**Texto mostrado**:
No me malinterpreten, no lo tomo como un insulto, pero jamás me sentí cómodo con esa etiqueta. Quizás muchas de las cagadas que hice en mi vida —cosas y actitudes de las que hoy me arrepiento— fueron para demostrar que no soy tierno.
Una vez, después de tatuarme todo el brazo, conocí a una chica en un bar. Estuvimos charlando un rato y me dijo:
—Vos sos como un sticker de WhatsApp de un gatito cute, pero con un brazo tatuado.
En ese momento, juro que quise meterme un tiro en la cabeza. Jaja.
Esa misma noche acostado en mi cama, sin poder dormir, empecé a buscar el origen de mi rechazo hacia esa palabra. Terminé dándome cuenta de que todo comenzó por Mariela.
¿Quién era Mariela?
Era mi último año de secundaria, primer día de clases. Entre la emoción de volver a ver a mis amigos después del verano, también me daba el deseo de irme a otro país con tal de no cruzarme con algunos idiotas de mi promoción que creían ser raperos. Se ponían a improvisar rimas estúpidas al fondo del aula mientras alguna pobre profesora intentaba explicar algo. No es que yo fuera un alumno aplicado, pero, así como ellos interrumpían lo que la profesora trataba de enseñar, a mí me interrumpían mi tan cómoda siesta en plena clase.

Datos de señalamiento de regiones
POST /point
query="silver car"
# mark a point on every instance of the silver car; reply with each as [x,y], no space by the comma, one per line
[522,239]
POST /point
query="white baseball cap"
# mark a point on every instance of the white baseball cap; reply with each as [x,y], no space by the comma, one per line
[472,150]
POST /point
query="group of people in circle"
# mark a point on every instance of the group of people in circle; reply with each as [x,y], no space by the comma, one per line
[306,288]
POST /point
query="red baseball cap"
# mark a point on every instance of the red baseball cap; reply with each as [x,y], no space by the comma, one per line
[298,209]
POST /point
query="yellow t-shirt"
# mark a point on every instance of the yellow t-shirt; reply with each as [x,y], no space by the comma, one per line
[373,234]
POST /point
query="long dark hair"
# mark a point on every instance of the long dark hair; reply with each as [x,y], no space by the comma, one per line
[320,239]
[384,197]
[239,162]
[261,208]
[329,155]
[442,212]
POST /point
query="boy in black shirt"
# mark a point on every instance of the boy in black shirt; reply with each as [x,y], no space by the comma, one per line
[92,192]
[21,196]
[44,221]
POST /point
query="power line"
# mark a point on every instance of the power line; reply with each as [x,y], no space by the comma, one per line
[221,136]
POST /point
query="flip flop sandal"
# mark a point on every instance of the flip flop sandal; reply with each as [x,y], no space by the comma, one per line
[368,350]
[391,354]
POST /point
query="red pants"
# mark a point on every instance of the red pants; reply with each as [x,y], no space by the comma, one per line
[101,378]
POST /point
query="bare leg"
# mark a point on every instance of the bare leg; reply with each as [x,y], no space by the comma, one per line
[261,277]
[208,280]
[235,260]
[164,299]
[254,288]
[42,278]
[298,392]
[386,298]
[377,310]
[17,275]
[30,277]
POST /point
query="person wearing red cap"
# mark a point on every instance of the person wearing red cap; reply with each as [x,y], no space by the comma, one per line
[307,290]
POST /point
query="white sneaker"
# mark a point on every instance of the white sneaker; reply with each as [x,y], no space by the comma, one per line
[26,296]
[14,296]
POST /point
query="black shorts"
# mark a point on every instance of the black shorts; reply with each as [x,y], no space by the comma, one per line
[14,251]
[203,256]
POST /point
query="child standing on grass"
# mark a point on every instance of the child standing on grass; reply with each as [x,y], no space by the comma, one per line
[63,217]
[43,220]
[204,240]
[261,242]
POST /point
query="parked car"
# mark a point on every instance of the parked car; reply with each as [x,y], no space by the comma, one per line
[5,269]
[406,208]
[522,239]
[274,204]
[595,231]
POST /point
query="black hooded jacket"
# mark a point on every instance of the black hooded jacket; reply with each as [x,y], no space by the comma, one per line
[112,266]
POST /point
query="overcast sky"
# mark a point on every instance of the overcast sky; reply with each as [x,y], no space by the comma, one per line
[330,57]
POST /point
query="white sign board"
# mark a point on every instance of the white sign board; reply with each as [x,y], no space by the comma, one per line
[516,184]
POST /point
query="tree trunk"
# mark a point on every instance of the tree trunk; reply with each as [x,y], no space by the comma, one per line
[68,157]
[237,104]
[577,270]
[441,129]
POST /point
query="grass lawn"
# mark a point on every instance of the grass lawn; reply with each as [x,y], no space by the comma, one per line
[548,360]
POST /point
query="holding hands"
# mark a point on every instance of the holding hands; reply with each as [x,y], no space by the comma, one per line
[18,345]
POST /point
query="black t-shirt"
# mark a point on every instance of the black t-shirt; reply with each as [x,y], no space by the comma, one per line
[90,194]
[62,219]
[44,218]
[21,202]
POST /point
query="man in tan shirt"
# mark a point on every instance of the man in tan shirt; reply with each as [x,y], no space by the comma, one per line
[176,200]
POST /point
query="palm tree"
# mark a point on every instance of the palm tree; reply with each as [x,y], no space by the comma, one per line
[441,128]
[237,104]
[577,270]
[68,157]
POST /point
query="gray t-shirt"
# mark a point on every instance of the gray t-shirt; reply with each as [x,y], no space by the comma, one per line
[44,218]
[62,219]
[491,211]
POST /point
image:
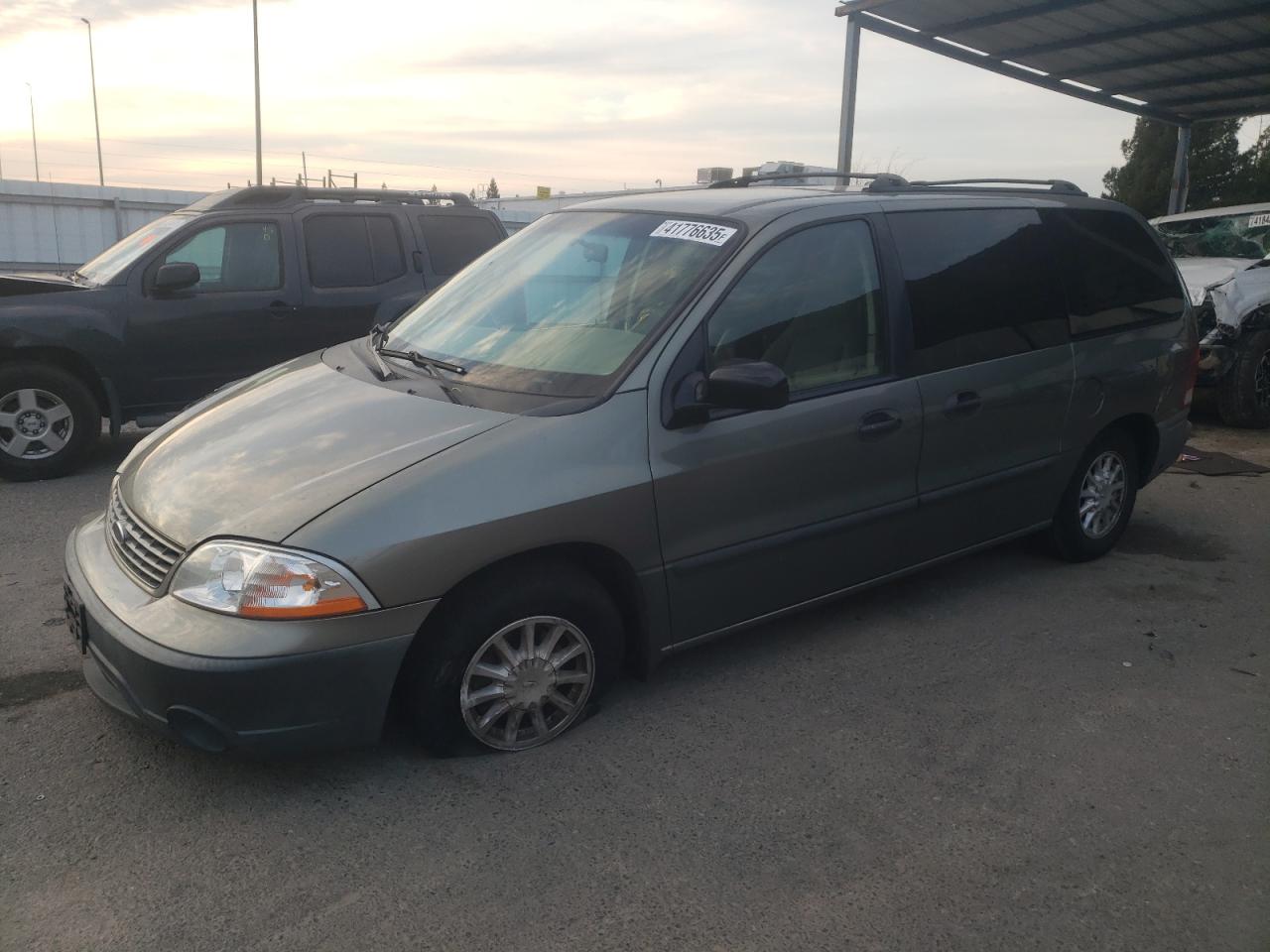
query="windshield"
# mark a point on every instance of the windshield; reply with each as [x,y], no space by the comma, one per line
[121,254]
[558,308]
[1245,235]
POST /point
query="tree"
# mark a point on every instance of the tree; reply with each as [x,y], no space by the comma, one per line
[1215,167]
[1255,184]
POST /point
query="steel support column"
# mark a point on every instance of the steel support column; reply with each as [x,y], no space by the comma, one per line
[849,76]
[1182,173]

**Ejercicio 1**:
En el relato sobre la etiqueta de "tierno", ¿con qué comparó la chica del bar a quien narra?
**Ejercicio 2**:
Sin contar a quien narra, enumera las personas o grupos de personas que aparecen mencionados en el relato sobre la etiqueta de "tierno".
**Ejercicio 3**:
Continúa el relato sobre Mariela y el último año de secundaria a partir de la última oración.
Los registros no cumplen ningún papel aquí.

**Resultado 1**:
Con un sticker de WhatsApp de un gatito cute, pero con un brazo tatuado.

**Resultado 2**:
- Una chica conocida en un bar
- Mariela
- Los amigos de quien narra
- Algunos idiotas de su promoción que creían ser raperos
- Alguna pobre profesora

**Resultado 3**:
Durante todos mis años escolares, las profesoras y tutoras me etiquetaron con nombres como “el angelito del salón”, “Kaicito el inocente”, “Kai, el alumno que nunca se porta mal.” No voy a mentir: me sirvió. Aprendí a sacarle provecho a esa imagen de niño bueno. Claramente había un grupo de gente que sabía que realmente no era tan tranquilo como aparentaba. Mis amigos.
¿Quién era Mariela?
Mariela era una profesora antigua en el colegio. Tenía la fama de ser una sargento. No soportaba errores ni tonterías. Su carácter era tan fuerte como su pelo crespo, rojo intenso. Los que habían pasado por su salón contaban historias casi de terror.
Revisando la lista de asignación de aulas encontré:
Miguel Loaizaga
Giuliano Lozano
Kaito Uehara
Me miré con ellos y sonreímos. Íbamos a pasar nuestro último año juntos. ¿Qué podía ser mejor?
Hasta que escuchamos la risa de mi mejor amigo, Federico:
—Imbéciles, ¿ya leyeron quién es su tutora?
Era Mariela. Todo mi entusiasmo por un último año divertido se convirtió en una sensación de “estamos jodidos.”
Los primeros meses fueron un infierno. Mariela era dura, exigente. Pero con el tiempo entendí que no era una mala persona. Su carácter era solo un escudo para que esos adolescentes malcriados no la pisotearan.
Ya en el segundo trimestre, yo me había ganado su confianza. Sabía que, si la cagaba, Mariela me iba a cubrir.
Mis amigos, solo por fastidiar, le decían cosas como:
—¡Mariela, no le creas! Parece tranquilo con esa sonrisa que no mata ni a una mosca, pero fuera del colegio es otro.
—¡Miguel, una palabra más sobre Kai y te quedas dos horas extra! Mi Kai es un ángel —respondía ella.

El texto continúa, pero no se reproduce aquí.